--- Working data Enclosed Below ---

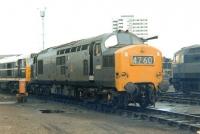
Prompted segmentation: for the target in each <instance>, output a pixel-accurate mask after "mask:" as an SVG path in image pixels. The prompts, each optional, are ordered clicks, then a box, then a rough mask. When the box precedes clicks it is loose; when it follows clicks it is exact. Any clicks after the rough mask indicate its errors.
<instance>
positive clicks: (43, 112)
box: [40, 109, 64, 114]
mask: <svg viewBox="0 0 200 134" xmlns="http://www.w3.org/2000/svg"><path fill="white" fill-rule="evenodd" d="M40 112H41V113H46V114H50V113H64V111H62V110H50V109H44V110H40Z"/></svg>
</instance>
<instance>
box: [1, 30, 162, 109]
mask: <svg viewBox="0 0 200 134" xmlns="http://www.w3.org/2000/svg"><path fill="white" fill-rule="evenodd" d="M150 39H151V38H150ZM147 40H148V39H146V40H145V39H141V38H139V37H137V36H136V35H134V34H132V33H130V32H128V31H121V30H119V31H115V32H113V33H108V34H102V35H99V36H96V37H92V38H88V39H82V40H78V41H73V42H70V43H67V44H63V45H59V46H55V47H51V48H48V49H45V50H43V51H41V52H39V53H37V54H31V55H29V56H27V57H25V58H20V57H17V58H16V61H12V63H10V62H6V60H4V61H2V62H1V60H0V77H1V79H2V80H1V85H2V84H3V83H6V84H4V85H6V86H10V87H13V88H14V86H15V88H17V86H18V85H17V81H14V80H17V78H19V77H23V78H24V79H27V80H26V81H27V90H28V92H29V93H32V94H38V95H46V96H48V95H60V96H68V97H73V98H78V99H89V100H94V101H102V102H106V103H109V104H114V105H117V106H126V105H128V104H129V103H139V104H140V106H141V107H147V106H150V105H154V104H155V102H156V99H157V94H158V91H159V83H160V82H161V81H162V53H161V52H160V51H159V50H158V49H156V48H154V47H152V46H150V45H148V44H144V42H145V41H147ZM2 60H3V59H2ZM9 64H12V66H11V67H10V65H9ZM11 78H12V79H13V78H14V79H13V81H12V82H11V81H10V79H11ZM7 80H9V81H7ZM11 85H12V86H11Z"/></svg>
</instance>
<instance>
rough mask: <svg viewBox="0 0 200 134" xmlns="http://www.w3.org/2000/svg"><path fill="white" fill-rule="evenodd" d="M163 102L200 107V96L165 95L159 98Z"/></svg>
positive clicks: (190, 94) (171, 94) (194, 95)
mask: <svg viewBox="0 0 200 134" xmlns="http://www.w3.org/2000/svg"><path fill="white" fill-rule="evenodd" d="M159 101H161V102H163V101H164V102H170V103H180V104H190V105H200V95H195V94H188V95H186V94H183V93H164V94H161V95H160V97H159Z"/></svg>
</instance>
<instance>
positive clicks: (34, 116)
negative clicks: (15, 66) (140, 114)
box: [0, 94, 191, 134]
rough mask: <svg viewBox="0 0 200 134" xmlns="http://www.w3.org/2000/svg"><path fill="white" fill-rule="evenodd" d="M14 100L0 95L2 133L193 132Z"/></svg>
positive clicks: (42, 104)
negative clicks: (24, 102)
mask: <svg viewBox="0 0 200 134" xmlns="http://www.w3.org/2000/svg"><path fill="white" fill-rule="evenodd" d="M14 100H15V96H8V95H5V94H0V101H1V103H0V117H1V118H0V133H2V134H88V133H91V134H93V133H95V134H125V133H127V134H129V133H130V134H138V133H139V134H177V133H180V134H188V133H191V132H188V131H182V130H180V129H177V128H173V127H168V126H165V125H161V124H158V123H152V122H149V121H145V120H139V119H127V118H124V117H123V116H121V117H120V116H115V115H111V114H103V113H98V112H95V111H90V110H87V109H84V108H82V107H78V106H72V105H66V104H61V103H56V102H47V101H43V100H37V99H33V98H32V99H29V101H28V102H27V103H24V104H17V103H15V101H14ZM42 110H43V111H42ZM42 112H44V113H42ZM45 112H47V113H45ZM51 112H52V113H51Z"/></svg>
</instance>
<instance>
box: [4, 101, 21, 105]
mask: <svg viewBox="0 0 200 134" xmlns="http://www.w3.org/2000/svg"><path fill="white" fill-rule="evenodd" d="M15 103H17V102H16V101H5V102H0V105H9V104H15Z"/></svg>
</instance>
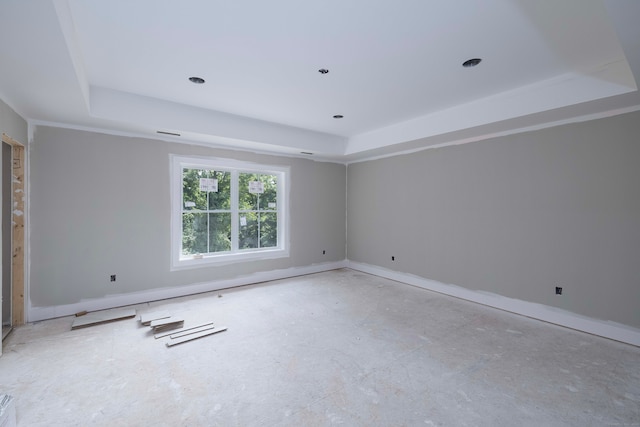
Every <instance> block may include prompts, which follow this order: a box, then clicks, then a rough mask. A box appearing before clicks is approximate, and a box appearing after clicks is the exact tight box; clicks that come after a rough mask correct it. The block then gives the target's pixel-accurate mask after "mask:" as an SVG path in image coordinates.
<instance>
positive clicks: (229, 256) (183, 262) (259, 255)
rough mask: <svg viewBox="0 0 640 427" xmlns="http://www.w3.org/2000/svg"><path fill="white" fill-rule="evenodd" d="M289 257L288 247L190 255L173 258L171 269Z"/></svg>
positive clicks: (184, 269) (177, 269)
mask: <svg viewBox="0 0 640 427" xmlns="http://www.w3.org/2000/svg"><path fill="white" fill-rule="evenodd" d="M287 257H289V251H288V250H286V249H265V250H259V251H251V252H239V253H234V254H224V255H209V256H201V257H197V256H189V257H183V258H180V259H173V260H172V263H171V271H177V270H185V269H192V268H207V267H214V266H217V265H225V264H235V263H240V262H251V261H259V260H268V259H276V258H287Z"/></svg>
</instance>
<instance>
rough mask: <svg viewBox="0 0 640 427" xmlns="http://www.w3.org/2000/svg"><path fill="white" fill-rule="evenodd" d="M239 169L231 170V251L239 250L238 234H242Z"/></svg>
mask: <svg viewBox="0 0 640 427" xmlns="http://www.w3.org/2000/svg"><path fill="white" fill-rule="evenodd" d="M238 176H239V175H238V171H237V170H232V171H231V252H237V251H238V248H239V246H240V245H239V242H238V236H239V234H240V225H239V221H240V219H239V217H240V215H239V214H238V205H239V203H238V199H239V197H240V191H239V189H238V185H239V184H238Z"/></svg>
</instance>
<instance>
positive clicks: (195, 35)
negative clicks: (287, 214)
mask: <svg viewBox="0 0 640 427" xmlns="http://www.w3.org/2000/svg"><path fill="white" fill-rule="evenodd" d="M639 18H640V1H636V0H535V1H532V0H456V1H449V0H438V1H436V0H433V1H425V0H402V1H391V0H348V1H344V0H342V1H338V0H323V1H321V2H308V1H300V0H272V1H270V2H264V1H259V0H234V1H221V0H179V1H178V0H174V1H171V0H135V1H130V0H109V1H96V0H94V1H90V0H30V1H19V0H0V23H1V25H0V61H1V62H2V68H1V70H0V98H1V99H2V100H4V101H5V102H6V103H7V104H9V105H10V106H11V107H13V108H14V109H15V110H16V111H17V112H18V113H19V114H21V115H22V116H24V117H25V118H26V119H28V120H29V121H30V122H31V123H32V124H35V125H37V124H42V123H51V124H60V125H63V126H70V127H78V128H88V129H96V130H100V131H105V132H114V133H122V134H129V135H138V136H148V137H153V138H158V139H169V140H180V141H184V142H196V143H205V144H212V145H216V146H230V147H234V148H239V149H250V150H259V151H267V152H276V153H289V154H299V153H300V152H302V151H304V152H311V153H313V154H314V155H315V156H317V157H319V158H325V159H338V160H345V161H350V160H356V159H360V158H367V157H372V156H376V155H384V154H389V153H393V152H398V151H402V150H413V149H419V148H422V147H426V146H432V145H439V144H449V143H459V142H465V141H471V140H476V139H481V138H483V137H486V136H488V135H496V134H502V133H508V132H513V131H516V130H521V129H528V128H535V127H541V126H545V125H548V124H549V123H556V122H566V121H572V120H583V119H584V118H585V117H595V116H598V115H607V114H615V113H618V112H622V111H629V110H633V109H638V108H640V96H639V95H638V91H637V85H636V81H639V79H640V29H639V27H640V26H638V25H637V23H636V21H637V20H638V19H639ZM475 57H478V58H482V59H483V61H482V63H481V64H480V65H479V66H477V67H475V68H464V67H462V65H461V64H462V62H463V61H465V60H466V59H469V58H475ZM320 68H326V69H328V70H329V73H328V74H321V73H319V72H318V70H319V69H320ZM190 76H199V77H202V78H204V79H205V80H206V83H205V84H202V85H195V84H193V83H191V82H189V80H188V77H190ZM335 114H342V115H344V118H342V119H339V120H336V119H334V118H333V115H335ZM158 130H160V131H167V132H174V133H179V134H180V135H181V136H179V137H170V136H165V135H160V134H158V133H157V131H158Z"/></svg>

--- End of Enclosed Working data ---

What you will do:
Pull out every line in the rows above that contains the string "target", and copy each such line in full.

Solution:
Prompted segmentation: for the target in each <instance>, output a pixel-accurate mask after "mask:" as an SVG path in image pixels. The prompts, each optional, are ordered clicks, then a box, then a rough mask. When the box precedes clicks it is loose; when it follows clicks it is exact. Any clicks after the rough mask indicate its errors.
Every <instance> block may include prompts, which follow this order: a box, then clicks, then a rough mask. A box appearing before clicks is approximate, and a box appearing after clicks is the exact tight box; clicks that come after a rough mask correct it. The block then gives the target's pixel-accurate mask after "mask:" as an SVG path in image coordinates.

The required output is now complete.